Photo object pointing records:
-- -- --
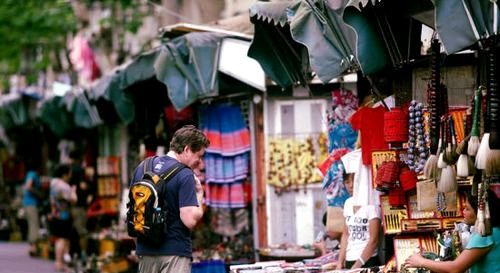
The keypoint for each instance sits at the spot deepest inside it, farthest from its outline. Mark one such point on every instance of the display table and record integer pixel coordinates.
(288, 255)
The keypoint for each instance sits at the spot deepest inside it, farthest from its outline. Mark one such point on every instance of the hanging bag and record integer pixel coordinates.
(426, 195)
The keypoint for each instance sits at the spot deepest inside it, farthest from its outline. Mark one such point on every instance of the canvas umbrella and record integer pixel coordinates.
(463, 23)
(283, 59)
(335, 46)
(111, 86)
(85, 114)
(187, 65)
(54, 113)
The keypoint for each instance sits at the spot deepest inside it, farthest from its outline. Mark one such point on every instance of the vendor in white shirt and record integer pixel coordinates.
(360, 238)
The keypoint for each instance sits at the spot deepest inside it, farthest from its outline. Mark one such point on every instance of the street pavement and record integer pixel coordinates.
-- -- --
> **Work required**
Leave the pictures out, and print every line of the listing exactly as written.

> **Exercise answer**
The keypoint for each instance sits at the spot deepest inside it, farthest from its outline. Mark one such point on every instance of the display table and record integer pixel coordinates.
(288, 255)
The keypoint for each instance sits at the spot deepest inside it, farthest from its outline. Mark one such point on every instance of the hanging bag and record integer pixel coordinates.
(426, 195)
The keypoint for each instance sits at the spot deepest inside it, farthest from its outline. Mark one such point on every instance of the canvas umbrella and record integer pixel coordinates.
(463, 23)
(283, 59)
(335, 46)
(111, 86)
(85, 114)
(187, 65)
(54, 113)
The keypoint for each instance sits at the spot deepest inside it, farthest from its outline. Mark one such point on every instance of the vendor in white shirt and record integer pixel coordinates.
(360, 238)
The keypoint for each instance sits at the spot deepest inside it, farthest from its outline. Mark one such point on every instance of the street pavement and record integer pixel coordinates.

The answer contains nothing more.